* [INFORMATION PROVIDED]

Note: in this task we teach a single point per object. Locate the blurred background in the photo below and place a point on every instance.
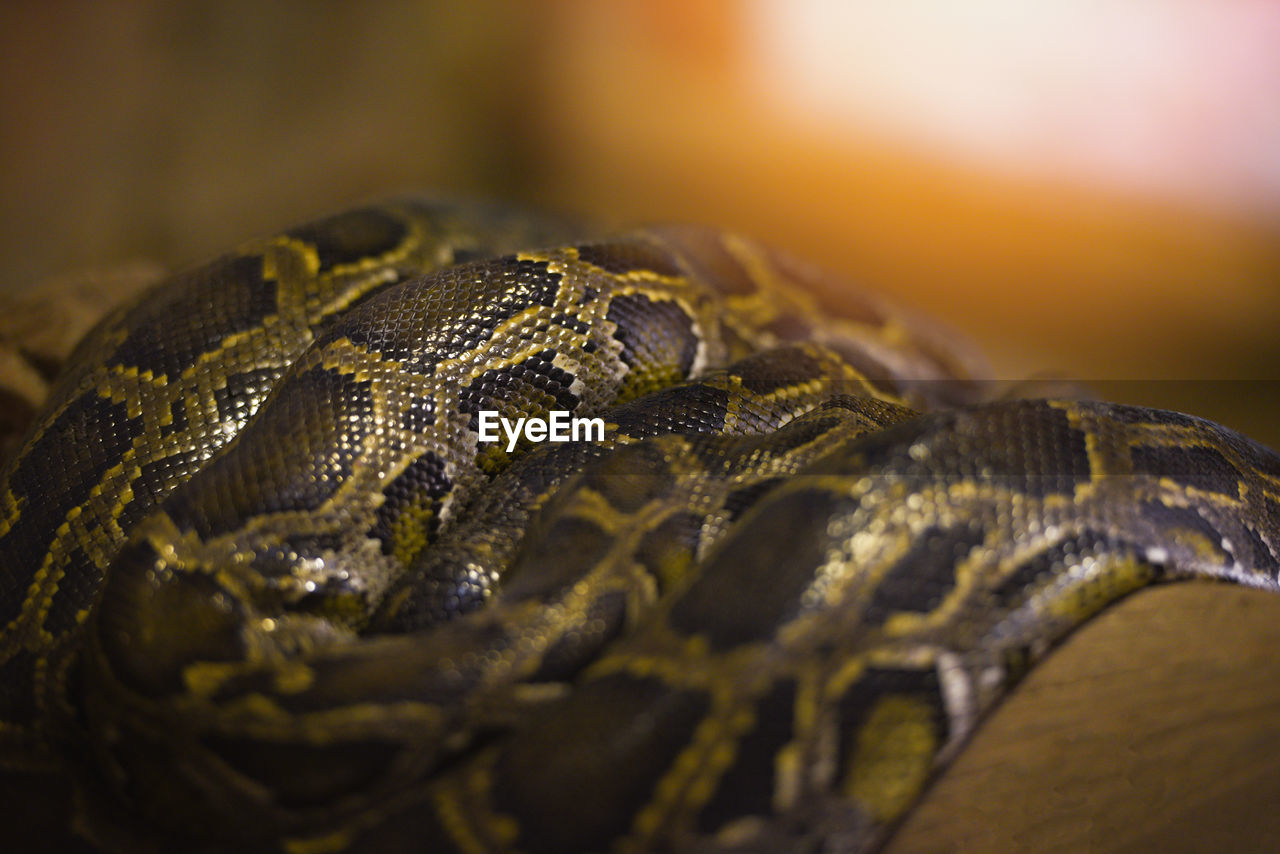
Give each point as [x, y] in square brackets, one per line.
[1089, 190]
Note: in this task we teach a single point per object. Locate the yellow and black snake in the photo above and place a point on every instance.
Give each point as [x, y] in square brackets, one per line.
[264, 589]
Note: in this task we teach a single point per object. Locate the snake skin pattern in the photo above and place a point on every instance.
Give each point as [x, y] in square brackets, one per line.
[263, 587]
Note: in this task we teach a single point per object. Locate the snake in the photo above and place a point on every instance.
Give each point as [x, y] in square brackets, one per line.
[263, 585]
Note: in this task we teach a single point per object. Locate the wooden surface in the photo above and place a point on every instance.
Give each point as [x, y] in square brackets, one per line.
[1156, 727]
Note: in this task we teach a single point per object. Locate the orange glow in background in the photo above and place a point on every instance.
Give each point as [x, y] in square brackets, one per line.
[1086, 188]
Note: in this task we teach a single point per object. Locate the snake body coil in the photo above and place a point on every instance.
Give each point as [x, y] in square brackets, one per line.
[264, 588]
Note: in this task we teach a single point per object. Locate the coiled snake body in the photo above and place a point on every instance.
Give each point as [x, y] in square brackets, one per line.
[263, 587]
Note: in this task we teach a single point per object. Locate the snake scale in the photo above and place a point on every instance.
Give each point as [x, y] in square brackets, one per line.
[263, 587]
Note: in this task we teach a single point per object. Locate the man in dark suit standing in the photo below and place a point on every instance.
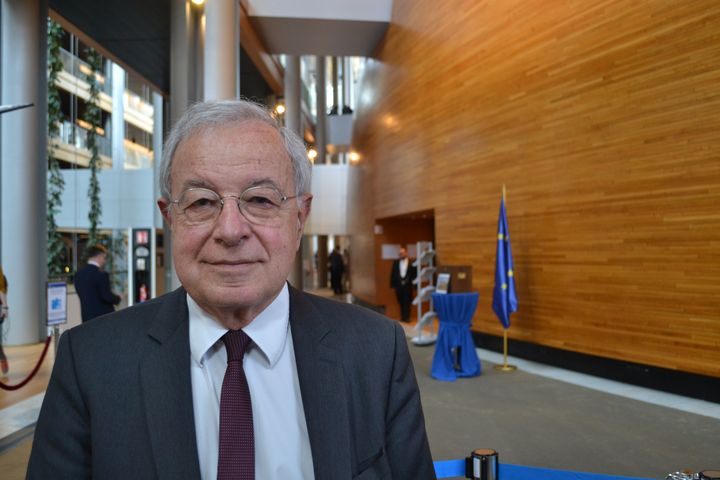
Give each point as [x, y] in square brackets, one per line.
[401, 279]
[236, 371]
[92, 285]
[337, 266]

* [AIM OF THE TASK]
Render all of the material above as a numbered list with one line per item. Omit blank lines and leave the pictures out.

* [EXERCISE SOLUTION]
1. Note: in this task we teach a single point per object. Locate the blurred background in the photo below and place a point on every instance.
2. Give each point as [x, y] in square brackets, one per line.
3. [1089, 190]
4. Note: in this task we teach a single point per object. Locate the yellow and black snake in the photo above and place a point on every instance.
5. Give each point as [x, y] in square brackets, one per line.
6. [264, 589]
7. Note: in this task we teach a single point per object. Locate the snake skin pattern in the photo above and place a point on every instance.
8. Give each point as [x, y] in square brackets, one per line.
9. [263, 587]
10. Note: in this task we teach a single point per object. Locate the snake in the photo above and place a point on every instance.
11. Give each point as [x, y] in square brackets, one per line.
12. [263, 585]
13. Note: in this task we teach a single point per object. Locate the wooden surface in the photo above and place a point on every instance.
14. Give each point as [x, y] in square brackets, one per line.
15. [1156, 727]
16. Note: in this task we teach a single point per object. Locate the orange glow in background in the photo above and place a point on every instance.
17. Give each point as [x, y] in square brackets, one per line.
18. [1086, 188]
19. Note: in this task we teach a single point per object. Locate the snake body coil in the photo above and place a point on every instance.
20. Give each point as [x, y] in square brackets, one per line.
21. [264, 588]
22. Note: in this task we teach a single point per object. Locate the coiled snake body in the photo above and place a point on every instance.
23. Give each point as [x, y] in square brackets, one per line.
24. [263, 587]
25. Note: in this task we teach a single point per object. Locate the snake scale in the photo above and place a point on every instance.
26. Give each point as [x, y] in square brackets, one per line.
27. [263, 587]
28. Note: in this task we teach a single point per object. Locate the man in dark suit standing in the photo below and place a point on every instance.
29. Give each point as [x, y] in square brackets, one per line.
30. [401, 279]
31. [236, 371]
32. [92, 285]
33. [337, 266]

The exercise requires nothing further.